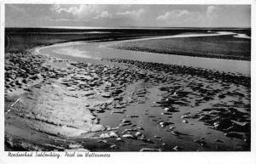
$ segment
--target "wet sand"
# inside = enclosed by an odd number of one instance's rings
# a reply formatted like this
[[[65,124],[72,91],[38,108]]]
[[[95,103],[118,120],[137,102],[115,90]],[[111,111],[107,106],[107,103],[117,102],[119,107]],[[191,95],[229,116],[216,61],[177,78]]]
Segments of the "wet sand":
[[[45,49],[5,60],[6,150],[250,150],[248,75]]]

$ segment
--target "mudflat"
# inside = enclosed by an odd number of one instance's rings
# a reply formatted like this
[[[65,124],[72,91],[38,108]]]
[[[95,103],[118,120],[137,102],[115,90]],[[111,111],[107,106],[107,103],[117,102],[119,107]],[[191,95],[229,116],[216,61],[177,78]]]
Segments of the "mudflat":
[[[6,150],[250,150],[249,75],[40,52],[5,54]]]

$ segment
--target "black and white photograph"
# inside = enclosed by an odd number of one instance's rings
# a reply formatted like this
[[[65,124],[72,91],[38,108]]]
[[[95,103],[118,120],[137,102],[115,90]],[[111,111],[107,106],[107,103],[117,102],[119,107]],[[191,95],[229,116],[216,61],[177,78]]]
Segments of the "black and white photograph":
[[[251,152],[250,3],[70,3],[2,4],[9,156]]]

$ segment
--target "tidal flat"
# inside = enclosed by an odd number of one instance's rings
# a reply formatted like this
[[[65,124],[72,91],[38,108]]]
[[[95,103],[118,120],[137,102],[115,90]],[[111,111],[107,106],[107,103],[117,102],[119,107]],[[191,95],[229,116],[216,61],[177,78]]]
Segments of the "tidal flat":
[[[172,32],[160,36],[177,35],[177,31]],[[157,34],[139,33],[143,37]],[[75,37],[56,42],[54,36],[47,34],[47,38],[52,39],[49,42],[54,43],[49,48],[49,43],[41,42],[40,35],[32,48],[26,45],[22,49],[15,42],[17,47],[11,44],[6,48],[5,150],[250,150],[249,70],[247,73],[239,72],[239,69],[232,72],[101,55],[96,54],[96,46],[87,54],[72,55],[70,53],[75,51],[63,51],[64,46],[55,44],[72,44]],[[86,41],[84,36],[84,41],[79,42],[98,46],[108,41],[108,45],[111,44],[105,35],[91,37],[96,41]],[[225,40],[232,35],[218,37]],[[117,36],[120,38],[115,42],[127,37],[130,42],[140,42],[131,40],[136,34],[131,37],[128,34]],[[247,38],[236,39],[240,41],[236,44],[250,42]],[[175,38],[168,40],[177,42]],[[74,43],[68,48],[75,47]],[[229,53],[225,48],[223,52]],[[231,56],[242,51],[241,55],[245,57],[241,59],[248,59],[250,52],[239,48]],[[93,49],[96,54],[92,54]],[[126,50],[119,53],[122,51]],[[194,49],[191,52],[195,53]]]

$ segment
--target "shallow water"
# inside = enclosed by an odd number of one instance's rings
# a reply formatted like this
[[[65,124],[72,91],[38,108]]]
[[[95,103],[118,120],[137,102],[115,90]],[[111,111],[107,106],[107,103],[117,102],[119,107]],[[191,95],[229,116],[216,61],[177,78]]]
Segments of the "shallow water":
[[[197,58],[189,56],[177,56],[170,54],[134,52],[127,50],[119,50],[107,48],[110,43],[117,43],[119,42],[73,42],[58,44],[57,46],[49,46],[39,50],[44,54],[51,54],[52,56],[68,55],[78,57],[79,61],[88,61],[88,59],[98,60],[101,58],[119,58],[125,59],[150,61],[165,64],[173,64],[180,65],[187,65],[193,67],[206,68],[217,70],[224,72],[239,73],[243,75],[250,75],[250,62],[237,61],[230,59],[219,59],[209,58]],[[100,118],[100,123],[111,127],[119,127],[122,119],[130,120],[131,126],[120,126],[117,130],[119,133],[125,129],[136,127],[143,127],[141,132],[147,139],[154,141],[154,147],[165,148],[166,150],[172,150],[174,146],[179,146],[183,150],[241,150],[247,143],[242,139],[235,138],[228,138],[224,135],[224,133],[212,128],[212,126],[207,126],[203,122],[199,122],[198,119],[183,119],[182,116],[187,112],[195,114],[206,108],[213,108],[214,105],[223,106],[236,107],[237,110],[249,115],[243,105],[239,106],[236,102],[241,102],[242,105],[250,104],[249,90],[242,86],[232,83],[213,82],[201,77],[189,77],[181,75],[171,75],[174,82],[160,83],[158,85],[151,85],[143,82],[137,82],[130,85],[125,89],[125,95],[129,95],[131,93],[146,88],[148,93],[144,97],[137,98],[139,101],[131,103],[122,110],[123,113],[112,113],[113,110],[105,110],[104,113],[97,113],[97,117]],[[148,86],[149,85],[149,86]],[[165,110],[163,107],[156,105],[155,103],[165,97],[166,92],[160,90],[160,87],[175,87],[182,92],[189,93],[183,96],[181,99],[183,102],[189,102],[189,105],[176,106],[177,112],[172,112],[172,115],[162,115]],[[193,90],[195,89],[195,90]],[[204,90],[205,89],[205,90]],[[207,91],[207,93],[204,93]],[[215,92],[216,91],[216,92]],[[218,92],[217,92],[218,91]],[[233,93],[238,92],[241,94],[232,95]],[[230,94],[231,93],[231,94]],[[205,96],[209,96],[213,93],[213,99],[204,102],[201,100]],[[216,94],[215,94],[216,93]],[[224,99],[219,99],[218,96],[224,94]],[[125,98],[127,99],[127,97]],[[172,99],[172,96],[171,96]],[[196,101],[199,101],[199,105],[195,105]],[[130,118],[127,116],[137,116],[137,117]],[[183,120],[188,120],[188,123],[183,122]],[[159,122],[172,122],[166,127],[161,127]],[[173,124],[172,124],[173,123]],[[171,133],[170,127],[174,127],[175,131],[180,132],[183,134],[177,136]],[[160,136],[162,140],[154,136]],[[203,138],[203,139],[202,139]],[[195,140],[204,140],[207,143],[207,146],[201,146]],[[216,142],[216,139],[220,139],[223,143]],[[163,143],[167,144],[163,146]],[[133,147],[135,150],[138,150],[145,145],[137,145],[137,141],[134,143],[125,142],[124,147]],[[148,145],[147,145],[148,146]],[[120,148],[122,149],[122,148]],[[128,150],[131,150],[129,148]]]
[[[230,35],[230,34],[219,34]],[[201,35],[204,37],[207,35]],[[216,35],[218,36],[218,35]],[[180,37],[179,36],[178,37]],[[185,37],[183,35],[182,37]],[[189,35],[189,37],[199,37],[196,35]],[[159,37],[156,37],[159,38]],[[154,39],[154,38],[142,38],[136,39]],[[121,41],[129,42],[129,41]],[[242,75],[250,75],[250,61],[233,60],[212,59],[202,57],[190,57],[174,54],[163,54],[146,52],[135,52],[130,50],[121,50],[108,48],[111,44],[116,44],[120,41],[108,42],[70,42],[64,44],[58,44],[57,46],[49,46],[41,48],[39,51],[43,54],[59,54],[64,55],[70,55],[73,57],[86,58],[86,59],[133,59],[140,61],[148,61],[156,63],[164,63],[177,65],[186,65],[198,68],[205,68],[210,70],[216,70],[224,72],[240,73]]]

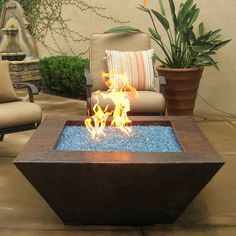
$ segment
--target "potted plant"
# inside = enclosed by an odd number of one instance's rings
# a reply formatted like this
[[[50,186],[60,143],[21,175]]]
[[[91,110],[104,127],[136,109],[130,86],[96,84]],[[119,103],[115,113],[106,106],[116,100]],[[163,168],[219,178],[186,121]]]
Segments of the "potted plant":
[[[194,28],[200,9],[194,0],[181,3],[176,12],[173,0],[168,0],[172,24],[167,19],[164,4],[159,0],[160,11],[139,5],[138,9],[148,14],[152,27],[149,33],[164,53],[164,58],[157,54],[154,59],[161,63],[157,67],[158,74],[166,79],[165,99],[169,115],[192,115],[197,97],[199,82],[205,66],[218,69],[217,62],[212,58],[229,40],[220,40],[221,29],[205,31],[203,23]],[[158,31],[156,20],[165,29],[168,41],[164,42]],[[129,26],[119,26],[107,32],[137,32]]]

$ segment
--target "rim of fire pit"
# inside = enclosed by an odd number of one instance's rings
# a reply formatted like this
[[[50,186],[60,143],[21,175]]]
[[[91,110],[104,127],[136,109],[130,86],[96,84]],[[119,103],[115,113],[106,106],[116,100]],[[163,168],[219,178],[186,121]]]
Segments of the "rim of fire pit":
[[[86,117],[46,118],[20,152],[14,163],[87,163],[87,164],[223,164],[209,140],[192,117],[133,116],[133,124],[171,124],[183,152],[112,152],[55,150],[65,125],[80,123]]]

■ **THE TASK**
Please count the lines in the data above that contain the string "white", matching case, and reply with only that number.

■ **THE COMPLETED TASK**
2